I haven’t written in a few months so you’d think I’ve been busy in the shop. I only wish that had been the case. In between illness and brutally cold temperatures, I’ve been suffering from the classic writer’s block. I wanted to write, I just couldn’t find the words to put onto the page. That was until this morning when I watched an inspiring PBS show, Craft in America. The title of this episode was “Service”. It dealt with the crafts of several veterans. There was a Marine veteran, of Desert Storm, and a Army veteran double-amputee, of the Iraq War, that made some outstanding pottery and ceramic pieces. There was a lady who made paper out of female veterans’ uniforms. This paper was then used to make a book of the individual’s story along with a paper doll of the veteran. It was truly an interesting way to share their story. But I think the best story was the last one. It told the story of the soldier whose job it is to repair and make new pieces of tack for the horses that pull the caisson that holds the flag-draped casket, of a veteran being interned at Arlington National Cemetery. Every piece had to be perfect both in appearance and for the comfort of the magnificent horses.
While Memorial Day is still 3 months away, I was struck by the gifts these veterans had bestowed on us. Not just their outstanding crafts, but their service and sacrifices that entailed. These men and women are truly the reason we remain a great nation, even with all of our faults. Freedom truly isn’t free. There is a cost and we need to remember it, ALWAYS.
While I never served, I was raised in a family that served and respected those who did. My maternal grandfather was a veteran of World War One. As he told me, he was a “Doughboy”. My father, father-in-law, and 4 uncles served in World War Two, 1 uncle in the Korean War, a brother-in-law that served in Vietnam and 3 nephews who served in peacetime. Of those in the family that went to war, no one really wanted to talk about their time there. One of my uncles served as a medic, on D-Day, at Omaha beach. The only thing he ever told me was that it wasn’t safe to being wearing that big, Red Cross on your helmet. It just gave the enemy something to aim at.

○ ○ ○ ○ ○ ○ ○

» **Things to do**
1 > Return the stretch of the post about veterans' crafts from "While Memorial Day" through "remember it, ALWAYS.", copied word for word.
2 > Decide whether each statement agrees with the post about veterans' crafts, answering yes or no and quoting the words that settle it: (a) The episode the writer watched was titled "Service." (b) The writer's maternal grandfather served in the Korean War. (c) The uncle who served as a medic at Omaha beach spoke at length about his experience.

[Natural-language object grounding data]
○ ○ ○ ○ ○ ○ ○

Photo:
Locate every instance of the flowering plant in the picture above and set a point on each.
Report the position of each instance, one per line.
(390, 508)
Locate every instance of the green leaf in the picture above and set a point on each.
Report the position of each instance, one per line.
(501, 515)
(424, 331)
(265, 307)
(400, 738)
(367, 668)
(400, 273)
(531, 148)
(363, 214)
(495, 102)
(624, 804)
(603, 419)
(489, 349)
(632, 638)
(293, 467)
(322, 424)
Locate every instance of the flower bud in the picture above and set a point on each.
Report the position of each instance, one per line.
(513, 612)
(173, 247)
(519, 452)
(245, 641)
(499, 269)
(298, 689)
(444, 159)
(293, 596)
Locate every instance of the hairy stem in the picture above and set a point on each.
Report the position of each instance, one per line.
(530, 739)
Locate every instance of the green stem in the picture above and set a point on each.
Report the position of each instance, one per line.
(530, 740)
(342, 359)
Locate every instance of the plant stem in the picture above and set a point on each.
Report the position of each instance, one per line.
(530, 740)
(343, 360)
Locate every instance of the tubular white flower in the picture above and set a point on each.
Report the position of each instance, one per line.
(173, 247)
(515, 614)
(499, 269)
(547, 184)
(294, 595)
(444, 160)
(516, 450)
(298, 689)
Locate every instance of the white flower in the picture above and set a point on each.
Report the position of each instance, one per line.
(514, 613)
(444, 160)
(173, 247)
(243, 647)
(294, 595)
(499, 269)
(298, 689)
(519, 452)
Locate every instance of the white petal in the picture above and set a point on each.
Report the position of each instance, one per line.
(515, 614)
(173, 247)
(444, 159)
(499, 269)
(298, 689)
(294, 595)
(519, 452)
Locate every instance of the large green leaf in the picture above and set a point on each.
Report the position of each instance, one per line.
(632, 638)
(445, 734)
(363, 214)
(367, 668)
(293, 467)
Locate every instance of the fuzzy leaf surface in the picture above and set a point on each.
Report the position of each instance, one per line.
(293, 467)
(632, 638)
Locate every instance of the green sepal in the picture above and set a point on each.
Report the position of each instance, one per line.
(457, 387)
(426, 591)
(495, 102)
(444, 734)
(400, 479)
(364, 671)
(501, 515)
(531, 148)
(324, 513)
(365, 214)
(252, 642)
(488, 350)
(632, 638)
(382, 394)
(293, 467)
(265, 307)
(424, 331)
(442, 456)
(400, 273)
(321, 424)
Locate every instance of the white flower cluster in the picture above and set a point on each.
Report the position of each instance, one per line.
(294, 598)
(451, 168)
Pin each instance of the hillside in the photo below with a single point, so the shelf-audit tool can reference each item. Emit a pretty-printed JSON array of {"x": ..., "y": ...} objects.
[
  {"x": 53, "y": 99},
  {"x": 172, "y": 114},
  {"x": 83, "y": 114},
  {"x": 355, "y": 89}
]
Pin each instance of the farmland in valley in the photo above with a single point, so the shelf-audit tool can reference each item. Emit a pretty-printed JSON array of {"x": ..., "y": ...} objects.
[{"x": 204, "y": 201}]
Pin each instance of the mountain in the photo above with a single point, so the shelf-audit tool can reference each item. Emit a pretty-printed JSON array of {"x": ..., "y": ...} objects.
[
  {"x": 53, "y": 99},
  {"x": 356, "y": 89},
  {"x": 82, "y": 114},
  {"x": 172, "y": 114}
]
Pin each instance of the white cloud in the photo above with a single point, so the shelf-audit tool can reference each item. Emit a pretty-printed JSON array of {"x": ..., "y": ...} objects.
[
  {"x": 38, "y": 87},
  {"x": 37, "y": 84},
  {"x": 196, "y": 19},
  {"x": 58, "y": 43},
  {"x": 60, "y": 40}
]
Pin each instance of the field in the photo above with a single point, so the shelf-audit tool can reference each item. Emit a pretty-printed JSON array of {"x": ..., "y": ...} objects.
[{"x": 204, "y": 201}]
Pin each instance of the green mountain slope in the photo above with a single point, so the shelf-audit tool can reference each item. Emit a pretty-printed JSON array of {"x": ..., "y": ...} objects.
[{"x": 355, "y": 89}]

○ ○ ○ ○ ○ ○ ○

» **Results in order**
1 >
While Memorial Day is still 3 months away, I was struck by the gifts these veterans had bestowed on us. Not just their outstanding crafts, but their service and sacrifices that entailed. These men and women are truly the reason we remain a great nation, even with all of our faults. Freedom truly isn’t free. There is a cost and we need to remember it, ALWAYS.

2 >
(a) Yes: "The title of this episode was “Service”."
(b) No: "My maternal grandfather was a veteran of World War One."
(c) No: "The only thing he ever told me was that it wasn’t safe to being wearing that big, Red Cross on your helmet."